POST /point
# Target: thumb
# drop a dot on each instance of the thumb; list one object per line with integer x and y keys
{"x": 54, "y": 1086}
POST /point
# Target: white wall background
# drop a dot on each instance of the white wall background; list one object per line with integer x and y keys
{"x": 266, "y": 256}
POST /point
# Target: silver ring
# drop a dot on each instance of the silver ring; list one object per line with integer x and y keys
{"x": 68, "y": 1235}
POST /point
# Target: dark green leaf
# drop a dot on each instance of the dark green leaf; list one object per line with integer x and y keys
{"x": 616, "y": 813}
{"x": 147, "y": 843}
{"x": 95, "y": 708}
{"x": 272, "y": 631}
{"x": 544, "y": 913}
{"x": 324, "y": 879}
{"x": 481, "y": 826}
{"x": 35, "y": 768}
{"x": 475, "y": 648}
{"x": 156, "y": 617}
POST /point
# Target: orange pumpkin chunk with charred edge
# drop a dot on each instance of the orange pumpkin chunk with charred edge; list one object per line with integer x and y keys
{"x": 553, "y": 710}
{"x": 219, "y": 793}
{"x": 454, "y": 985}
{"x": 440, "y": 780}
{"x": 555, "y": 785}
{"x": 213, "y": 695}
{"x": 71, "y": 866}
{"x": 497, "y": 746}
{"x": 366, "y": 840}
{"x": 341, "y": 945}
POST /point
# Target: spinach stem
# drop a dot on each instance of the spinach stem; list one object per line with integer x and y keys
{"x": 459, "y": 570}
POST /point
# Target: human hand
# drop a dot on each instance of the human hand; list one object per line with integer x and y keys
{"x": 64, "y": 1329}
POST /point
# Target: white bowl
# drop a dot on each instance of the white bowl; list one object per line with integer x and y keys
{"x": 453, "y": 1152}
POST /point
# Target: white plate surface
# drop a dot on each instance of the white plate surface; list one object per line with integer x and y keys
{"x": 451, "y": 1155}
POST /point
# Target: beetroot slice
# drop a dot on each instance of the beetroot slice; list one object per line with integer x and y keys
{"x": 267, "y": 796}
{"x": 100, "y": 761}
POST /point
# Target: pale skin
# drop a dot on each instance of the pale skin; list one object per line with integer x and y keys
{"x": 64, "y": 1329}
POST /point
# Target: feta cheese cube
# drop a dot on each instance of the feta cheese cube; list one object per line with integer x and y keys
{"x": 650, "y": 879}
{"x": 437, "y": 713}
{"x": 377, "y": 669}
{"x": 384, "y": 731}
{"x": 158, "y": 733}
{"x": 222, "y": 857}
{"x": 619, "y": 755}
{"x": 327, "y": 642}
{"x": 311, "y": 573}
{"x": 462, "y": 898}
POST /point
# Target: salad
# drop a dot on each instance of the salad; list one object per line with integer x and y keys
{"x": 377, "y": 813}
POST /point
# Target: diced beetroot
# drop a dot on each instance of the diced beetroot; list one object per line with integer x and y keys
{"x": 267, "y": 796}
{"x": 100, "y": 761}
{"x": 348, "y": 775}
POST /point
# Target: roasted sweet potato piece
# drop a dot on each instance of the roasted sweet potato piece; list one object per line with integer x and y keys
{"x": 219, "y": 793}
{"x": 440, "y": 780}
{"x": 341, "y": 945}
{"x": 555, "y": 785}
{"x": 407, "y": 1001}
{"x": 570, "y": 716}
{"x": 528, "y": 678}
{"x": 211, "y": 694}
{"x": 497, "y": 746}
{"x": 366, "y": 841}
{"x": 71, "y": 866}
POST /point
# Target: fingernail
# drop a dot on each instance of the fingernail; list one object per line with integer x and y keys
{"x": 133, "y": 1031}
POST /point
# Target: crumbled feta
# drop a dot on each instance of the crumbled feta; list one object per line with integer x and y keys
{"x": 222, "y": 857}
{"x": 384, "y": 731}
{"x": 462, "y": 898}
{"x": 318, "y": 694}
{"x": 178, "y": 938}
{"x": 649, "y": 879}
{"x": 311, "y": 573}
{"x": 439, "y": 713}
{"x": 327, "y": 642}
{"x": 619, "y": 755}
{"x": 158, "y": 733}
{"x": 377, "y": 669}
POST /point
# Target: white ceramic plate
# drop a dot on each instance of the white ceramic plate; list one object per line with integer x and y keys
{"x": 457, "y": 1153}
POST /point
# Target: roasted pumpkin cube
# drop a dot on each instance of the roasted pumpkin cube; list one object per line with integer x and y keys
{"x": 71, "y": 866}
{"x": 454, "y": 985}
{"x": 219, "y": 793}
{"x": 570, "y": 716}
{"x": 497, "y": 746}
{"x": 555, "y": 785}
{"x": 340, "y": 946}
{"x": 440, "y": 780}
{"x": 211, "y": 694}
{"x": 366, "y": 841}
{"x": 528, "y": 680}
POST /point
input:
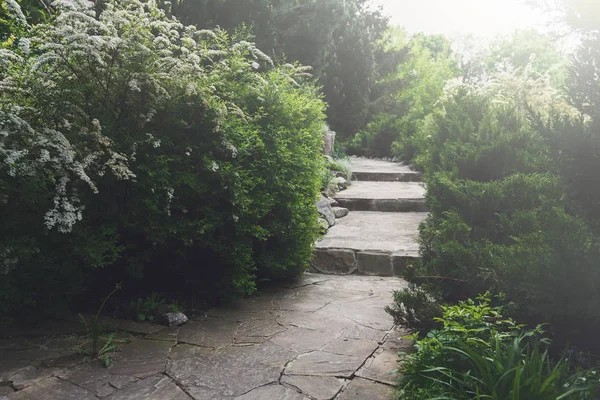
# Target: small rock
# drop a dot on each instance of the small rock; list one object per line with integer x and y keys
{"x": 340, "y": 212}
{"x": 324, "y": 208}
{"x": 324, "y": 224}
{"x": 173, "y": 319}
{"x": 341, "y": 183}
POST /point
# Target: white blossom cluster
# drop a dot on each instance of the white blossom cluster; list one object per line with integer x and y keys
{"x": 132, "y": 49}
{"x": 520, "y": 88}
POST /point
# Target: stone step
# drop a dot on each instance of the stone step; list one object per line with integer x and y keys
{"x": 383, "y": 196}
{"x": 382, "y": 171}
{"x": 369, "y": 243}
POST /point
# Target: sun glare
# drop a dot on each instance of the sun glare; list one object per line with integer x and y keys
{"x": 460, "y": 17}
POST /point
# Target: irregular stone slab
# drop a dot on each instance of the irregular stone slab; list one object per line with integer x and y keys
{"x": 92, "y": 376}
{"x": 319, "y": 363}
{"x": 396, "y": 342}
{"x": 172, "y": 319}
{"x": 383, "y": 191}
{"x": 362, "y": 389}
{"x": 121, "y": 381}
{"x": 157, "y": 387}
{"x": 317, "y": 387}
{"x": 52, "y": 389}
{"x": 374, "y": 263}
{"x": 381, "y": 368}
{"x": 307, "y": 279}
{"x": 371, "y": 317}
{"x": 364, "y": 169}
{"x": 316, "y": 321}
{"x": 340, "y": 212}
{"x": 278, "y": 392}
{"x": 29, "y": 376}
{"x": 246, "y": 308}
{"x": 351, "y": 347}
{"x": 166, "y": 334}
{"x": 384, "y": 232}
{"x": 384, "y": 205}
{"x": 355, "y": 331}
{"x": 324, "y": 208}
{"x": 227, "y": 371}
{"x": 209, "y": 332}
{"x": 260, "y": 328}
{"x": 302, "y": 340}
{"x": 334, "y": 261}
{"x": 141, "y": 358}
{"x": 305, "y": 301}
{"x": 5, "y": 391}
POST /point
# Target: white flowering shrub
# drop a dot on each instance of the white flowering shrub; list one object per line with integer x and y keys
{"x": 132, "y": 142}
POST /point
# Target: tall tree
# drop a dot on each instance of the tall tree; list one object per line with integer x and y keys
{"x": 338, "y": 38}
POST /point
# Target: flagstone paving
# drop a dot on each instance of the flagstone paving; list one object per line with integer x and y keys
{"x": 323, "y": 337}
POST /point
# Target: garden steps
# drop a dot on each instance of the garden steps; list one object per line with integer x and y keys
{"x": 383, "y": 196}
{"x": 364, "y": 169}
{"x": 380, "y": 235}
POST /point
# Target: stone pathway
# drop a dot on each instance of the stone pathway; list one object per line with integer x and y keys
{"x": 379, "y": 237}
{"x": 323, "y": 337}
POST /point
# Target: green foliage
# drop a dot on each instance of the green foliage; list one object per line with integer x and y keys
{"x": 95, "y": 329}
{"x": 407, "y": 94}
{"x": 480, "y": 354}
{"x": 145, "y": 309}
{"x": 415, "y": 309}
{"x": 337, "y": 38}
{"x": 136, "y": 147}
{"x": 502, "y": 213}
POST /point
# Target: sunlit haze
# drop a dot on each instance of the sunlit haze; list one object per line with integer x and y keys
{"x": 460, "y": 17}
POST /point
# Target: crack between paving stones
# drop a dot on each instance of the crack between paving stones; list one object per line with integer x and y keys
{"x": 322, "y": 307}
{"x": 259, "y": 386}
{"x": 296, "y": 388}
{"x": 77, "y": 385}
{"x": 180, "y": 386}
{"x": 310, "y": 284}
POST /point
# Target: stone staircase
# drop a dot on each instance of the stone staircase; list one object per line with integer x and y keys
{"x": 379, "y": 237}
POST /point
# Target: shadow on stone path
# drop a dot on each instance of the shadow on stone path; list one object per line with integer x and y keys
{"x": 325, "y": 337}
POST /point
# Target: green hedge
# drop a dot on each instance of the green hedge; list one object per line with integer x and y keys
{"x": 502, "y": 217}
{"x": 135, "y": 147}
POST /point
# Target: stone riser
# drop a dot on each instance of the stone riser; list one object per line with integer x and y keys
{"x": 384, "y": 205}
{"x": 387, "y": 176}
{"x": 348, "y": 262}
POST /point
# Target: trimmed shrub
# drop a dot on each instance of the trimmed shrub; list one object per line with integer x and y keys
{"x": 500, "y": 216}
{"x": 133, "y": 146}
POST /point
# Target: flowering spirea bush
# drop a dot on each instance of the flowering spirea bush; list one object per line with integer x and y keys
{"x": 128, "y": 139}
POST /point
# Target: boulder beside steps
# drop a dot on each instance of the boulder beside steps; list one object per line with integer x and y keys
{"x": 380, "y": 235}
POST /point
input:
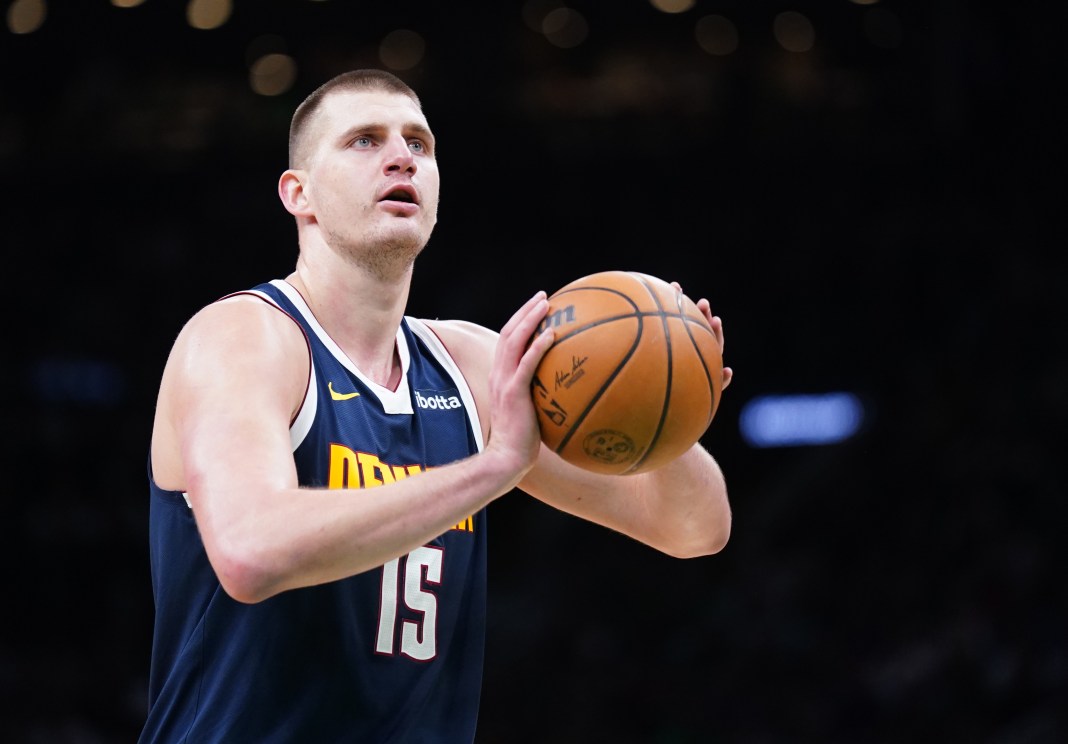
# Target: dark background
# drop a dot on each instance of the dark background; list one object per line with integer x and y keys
----------
▸ Exercise goal
From the first line above through the line that contains "# Target: human hand", quote each line exactly. Output nothing more.

▸ Solution
POST /point
# Target: thumb
# drop a dot on each instance of the thumb; list one object per line with integer x and y keys
{"x": 54, "y": 1086}
POST /point
# Target: white wall background
# drop a dot on each instance of the white wall background; list one object per line with integer x and y keys
{"x": 266, "y": 256}
POST /point
# Target: silver ring
# drop a dot on each instance of the silver ring; list one object per line with integer x and y keys
{"x": 68, "y": 1235}
POST /point
# Target: dark green leaf
# drop a dot on each instance of the dark green leaf; list one object per line with integer x and y keys
{"x": 616, "y": 813}
{"x": 147, "y": 843}
{"x": 95, "y": 708}
{"x": 272, "y": 631}
{"x": 544, "y": 913}
{"x": 324, "y": 879}
{"x": 481, "y": 826}
{"x": 35, "y": 768}
{"x": 475, "y": 648}
{"x": 156, "y": 617}
POST /point
# Target: orange pumpkin chunk with charred edge
# drop a dot on each instance of the orange pumpkin chunk with charred edge; list one object per line with integer x and y keys
{"x": 553, "y": 710}
{"x": 219, "y": 793}
{"x": 454, "y": 985}
{"x": 440, "y": 780}
{"x": 555, "y": 785}
{"x": 213, "y": 695}
{"x": 71, "y": 866}
{"x": 497, "y": 746}
{"x": 366, "y": 840}
{"x": 341, "y": 945}
POST /point
# Target: spinach stem
# drop a dot on each instance of the spinach stem; list one object per line with integer x and y keys
{"x": 459, "y": 570}
POST /point
# Target: human hand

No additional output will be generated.